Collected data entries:
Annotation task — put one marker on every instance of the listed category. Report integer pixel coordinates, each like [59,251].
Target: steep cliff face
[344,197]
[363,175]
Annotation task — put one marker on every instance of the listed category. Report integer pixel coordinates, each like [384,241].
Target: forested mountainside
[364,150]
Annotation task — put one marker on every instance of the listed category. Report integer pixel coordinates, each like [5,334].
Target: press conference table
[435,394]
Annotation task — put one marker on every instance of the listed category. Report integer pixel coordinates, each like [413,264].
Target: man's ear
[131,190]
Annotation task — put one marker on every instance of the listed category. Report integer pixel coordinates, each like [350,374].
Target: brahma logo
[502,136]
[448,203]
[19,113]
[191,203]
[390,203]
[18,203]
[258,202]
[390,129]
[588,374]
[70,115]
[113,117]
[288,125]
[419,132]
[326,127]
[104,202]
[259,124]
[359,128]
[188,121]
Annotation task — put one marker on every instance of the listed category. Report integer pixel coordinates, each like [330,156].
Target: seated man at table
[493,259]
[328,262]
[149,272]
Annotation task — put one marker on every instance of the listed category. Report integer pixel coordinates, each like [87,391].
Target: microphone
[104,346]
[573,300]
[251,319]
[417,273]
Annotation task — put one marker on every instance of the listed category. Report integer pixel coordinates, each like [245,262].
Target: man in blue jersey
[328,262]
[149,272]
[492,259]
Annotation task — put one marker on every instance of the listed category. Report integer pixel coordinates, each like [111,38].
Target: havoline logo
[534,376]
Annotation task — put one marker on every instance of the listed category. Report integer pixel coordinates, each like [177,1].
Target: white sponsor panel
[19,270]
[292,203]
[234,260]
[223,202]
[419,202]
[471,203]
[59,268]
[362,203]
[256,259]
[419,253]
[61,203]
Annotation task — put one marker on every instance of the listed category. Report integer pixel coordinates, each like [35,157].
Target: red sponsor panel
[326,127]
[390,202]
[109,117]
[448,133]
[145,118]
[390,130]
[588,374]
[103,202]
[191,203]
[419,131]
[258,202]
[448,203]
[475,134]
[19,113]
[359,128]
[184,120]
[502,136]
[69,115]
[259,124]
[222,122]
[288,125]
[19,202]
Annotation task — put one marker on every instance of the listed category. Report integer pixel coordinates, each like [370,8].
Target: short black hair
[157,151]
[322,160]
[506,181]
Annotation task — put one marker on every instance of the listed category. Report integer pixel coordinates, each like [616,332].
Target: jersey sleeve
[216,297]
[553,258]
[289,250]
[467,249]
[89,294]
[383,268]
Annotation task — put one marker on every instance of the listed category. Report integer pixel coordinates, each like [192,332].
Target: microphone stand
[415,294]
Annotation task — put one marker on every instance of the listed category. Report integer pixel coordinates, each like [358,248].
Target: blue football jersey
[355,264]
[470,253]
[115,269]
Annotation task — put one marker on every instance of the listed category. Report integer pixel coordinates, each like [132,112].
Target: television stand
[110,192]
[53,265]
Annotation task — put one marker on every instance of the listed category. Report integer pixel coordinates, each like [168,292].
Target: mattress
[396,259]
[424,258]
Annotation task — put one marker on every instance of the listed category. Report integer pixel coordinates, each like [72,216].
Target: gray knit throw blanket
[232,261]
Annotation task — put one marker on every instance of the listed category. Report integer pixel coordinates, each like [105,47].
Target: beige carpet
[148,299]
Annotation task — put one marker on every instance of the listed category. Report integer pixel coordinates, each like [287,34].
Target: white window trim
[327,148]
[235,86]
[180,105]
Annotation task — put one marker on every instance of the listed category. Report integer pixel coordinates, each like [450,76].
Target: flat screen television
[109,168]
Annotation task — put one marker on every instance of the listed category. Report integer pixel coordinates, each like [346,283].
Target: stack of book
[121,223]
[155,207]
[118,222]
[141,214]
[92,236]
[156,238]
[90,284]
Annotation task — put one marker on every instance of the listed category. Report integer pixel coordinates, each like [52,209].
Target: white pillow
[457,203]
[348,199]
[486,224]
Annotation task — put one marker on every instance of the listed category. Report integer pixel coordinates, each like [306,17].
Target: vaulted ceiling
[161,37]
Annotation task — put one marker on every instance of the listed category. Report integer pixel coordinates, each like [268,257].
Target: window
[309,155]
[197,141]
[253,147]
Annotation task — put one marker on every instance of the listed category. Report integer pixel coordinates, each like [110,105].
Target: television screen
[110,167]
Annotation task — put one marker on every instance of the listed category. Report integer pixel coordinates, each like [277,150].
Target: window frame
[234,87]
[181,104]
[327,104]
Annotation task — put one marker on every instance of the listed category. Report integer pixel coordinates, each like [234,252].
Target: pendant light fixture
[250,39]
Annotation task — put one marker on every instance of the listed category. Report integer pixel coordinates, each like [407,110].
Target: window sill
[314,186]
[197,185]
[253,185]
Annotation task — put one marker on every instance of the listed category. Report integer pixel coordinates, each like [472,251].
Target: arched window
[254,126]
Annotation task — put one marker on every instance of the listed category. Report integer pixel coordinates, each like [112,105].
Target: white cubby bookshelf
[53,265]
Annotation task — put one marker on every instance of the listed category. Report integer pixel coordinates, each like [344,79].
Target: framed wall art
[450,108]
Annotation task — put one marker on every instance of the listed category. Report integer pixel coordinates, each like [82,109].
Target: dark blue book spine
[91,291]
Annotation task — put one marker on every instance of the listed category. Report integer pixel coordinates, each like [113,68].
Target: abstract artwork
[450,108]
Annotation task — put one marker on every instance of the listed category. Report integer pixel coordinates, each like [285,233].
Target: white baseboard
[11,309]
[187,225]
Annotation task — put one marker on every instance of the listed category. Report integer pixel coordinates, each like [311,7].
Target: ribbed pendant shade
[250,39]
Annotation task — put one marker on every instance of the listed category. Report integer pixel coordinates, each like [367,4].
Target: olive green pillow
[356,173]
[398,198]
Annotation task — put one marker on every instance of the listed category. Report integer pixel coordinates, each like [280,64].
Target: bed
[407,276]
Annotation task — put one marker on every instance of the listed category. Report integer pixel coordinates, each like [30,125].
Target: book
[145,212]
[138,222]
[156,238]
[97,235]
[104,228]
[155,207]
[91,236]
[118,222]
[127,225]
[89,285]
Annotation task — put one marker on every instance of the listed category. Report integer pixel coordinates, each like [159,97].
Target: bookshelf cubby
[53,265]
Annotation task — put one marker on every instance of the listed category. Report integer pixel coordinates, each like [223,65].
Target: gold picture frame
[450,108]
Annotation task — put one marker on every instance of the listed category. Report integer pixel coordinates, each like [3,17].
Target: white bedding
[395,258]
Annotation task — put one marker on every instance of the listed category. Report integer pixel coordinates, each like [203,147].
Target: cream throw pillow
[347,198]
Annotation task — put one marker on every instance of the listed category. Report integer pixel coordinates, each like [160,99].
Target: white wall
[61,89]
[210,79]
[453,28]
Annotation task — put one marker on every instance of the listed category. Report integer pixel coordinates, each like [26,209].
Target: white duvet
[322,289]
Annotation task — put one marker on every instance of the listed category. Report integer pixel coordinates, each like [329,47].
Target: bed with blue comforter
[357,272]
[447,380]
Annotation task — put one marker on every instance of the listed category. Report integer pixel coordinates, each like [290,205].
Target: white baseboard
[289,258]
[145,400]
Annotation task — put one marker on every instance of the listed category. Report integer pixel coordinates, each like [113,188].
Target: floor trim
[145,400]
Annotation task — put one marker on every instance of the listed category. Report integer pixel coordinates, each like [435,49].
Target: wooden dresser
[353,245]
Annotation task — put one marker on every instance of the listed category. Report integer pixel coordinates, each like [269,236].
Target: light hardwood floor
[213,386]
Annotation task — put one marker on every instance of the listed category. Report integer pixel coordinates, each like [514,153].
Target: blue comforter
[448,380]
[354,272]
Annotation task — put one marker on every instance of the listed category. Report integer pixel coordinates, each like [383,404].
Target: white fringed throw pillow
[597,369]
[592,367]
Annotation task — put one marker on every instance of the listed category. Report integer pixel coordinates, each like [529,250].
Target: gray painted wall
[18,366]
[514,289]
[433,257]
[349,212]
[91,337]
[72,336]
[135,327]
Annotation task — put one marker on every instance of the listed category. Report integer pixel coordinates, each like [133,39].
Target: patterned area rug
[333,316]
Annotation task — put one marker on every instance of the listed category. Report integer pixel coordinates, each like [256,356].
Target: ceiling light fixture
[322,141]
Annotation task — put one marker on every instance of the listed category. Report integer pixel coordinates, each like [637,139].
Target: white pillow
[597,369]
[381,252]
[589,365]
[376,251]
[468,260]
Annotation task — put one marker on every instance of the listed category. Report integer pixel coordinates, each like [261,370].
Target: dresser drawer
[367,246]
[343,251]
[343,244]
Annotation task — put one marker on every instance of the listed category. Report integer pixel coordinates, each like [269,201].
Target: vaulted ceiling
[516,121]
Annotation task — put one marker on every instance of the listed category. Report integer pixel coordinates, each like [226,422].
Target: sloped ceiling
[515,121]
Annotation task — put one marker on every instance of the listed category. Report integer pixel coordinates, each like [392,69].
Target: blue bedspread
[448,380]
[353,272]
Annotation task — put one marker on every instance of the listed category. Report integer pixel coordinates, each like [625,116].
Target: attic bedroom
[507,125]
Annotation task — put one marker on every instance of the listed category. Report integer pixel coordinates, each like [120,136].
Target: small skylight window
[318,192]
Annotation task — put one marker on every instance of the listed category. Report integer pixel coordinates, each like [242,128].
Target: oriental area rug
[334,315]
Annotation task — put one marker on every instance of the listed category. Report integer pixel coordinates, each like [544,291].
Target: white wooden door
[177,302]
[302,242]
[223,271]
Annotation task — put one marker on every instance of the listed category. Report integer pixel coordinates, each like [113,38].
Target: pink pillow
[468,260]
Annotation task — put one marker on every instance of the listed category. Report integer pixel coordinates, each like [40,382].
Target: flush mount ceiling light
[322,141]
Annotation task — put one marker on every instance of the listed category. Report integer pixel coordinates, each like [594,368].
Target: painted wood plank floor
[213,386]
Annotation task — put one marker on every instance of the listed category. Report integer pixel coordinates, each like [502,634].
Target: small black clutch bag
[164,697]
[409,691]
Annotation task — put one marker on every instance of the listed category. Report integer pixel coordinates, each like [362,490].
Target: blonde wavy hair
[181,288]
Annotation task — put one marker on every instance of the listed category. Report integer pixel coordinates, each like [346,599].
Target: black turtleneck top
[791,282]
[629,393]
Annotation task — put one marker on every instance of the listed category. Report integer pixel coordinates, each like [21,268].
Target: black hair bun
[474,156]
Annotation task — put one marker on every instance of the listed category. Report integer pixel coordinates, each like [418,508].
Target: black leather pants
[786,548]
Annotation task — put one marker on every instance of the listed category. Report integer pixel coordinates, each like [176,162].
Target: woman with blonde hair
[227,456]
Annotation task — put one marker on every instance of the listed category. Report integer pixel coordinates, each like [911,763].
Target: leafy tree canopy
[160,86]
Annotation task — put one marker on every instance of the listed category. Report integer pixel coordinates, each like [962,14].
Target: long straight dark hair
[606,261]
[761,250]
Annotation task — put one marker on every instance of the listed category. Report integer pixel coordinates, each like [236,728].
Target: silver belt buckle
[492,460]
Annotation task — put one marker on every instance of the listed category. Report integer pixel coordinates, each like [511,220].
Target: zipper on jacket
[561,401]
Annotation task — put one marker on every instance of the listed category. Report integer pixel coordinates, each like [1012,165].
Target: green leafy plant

- What is asked: Find the line with "each like [418,508]." in the listing above, then write out that line and each remaining line exactly, with no other text.

- Response to the exercise:
Annotation task — put one marker on every instance of the listed category. Report integer pixel coordinates, each like [418,508].
Target: black leather pants
[786,548]
Annotation task — put one marker on every instance of the listed category. Report integer pixel coordinates, each like [176,162].
Target: woman with blonde hair
[227,456]
Annotation task — put one marker on every instance of the listed category. Report integer pixel coordinates, each like [911,763].
Target: leafy tree canopy
[160,86]
Annotation task — put one marker on every instance of the listed category. Report integer pixel coordinates, each like [962,14].
Target: long straight dark hair
[606,261]
[761,250]
Annotation task — put one marker on every instance of the listed category. Report integer pixel coordinates, each like [236,728].
Target: silver belt buckle
[492,460]
Annotation task — put one marker on every instance of the listed category. Report integer pixel coordinates, each like [511,220].
Target: zipper on jacket
[561,401]
Annotation task — put one marker on every instance of the listed category. Report integer pixel coordinates, each like [1012,165].
Target: green leafy plant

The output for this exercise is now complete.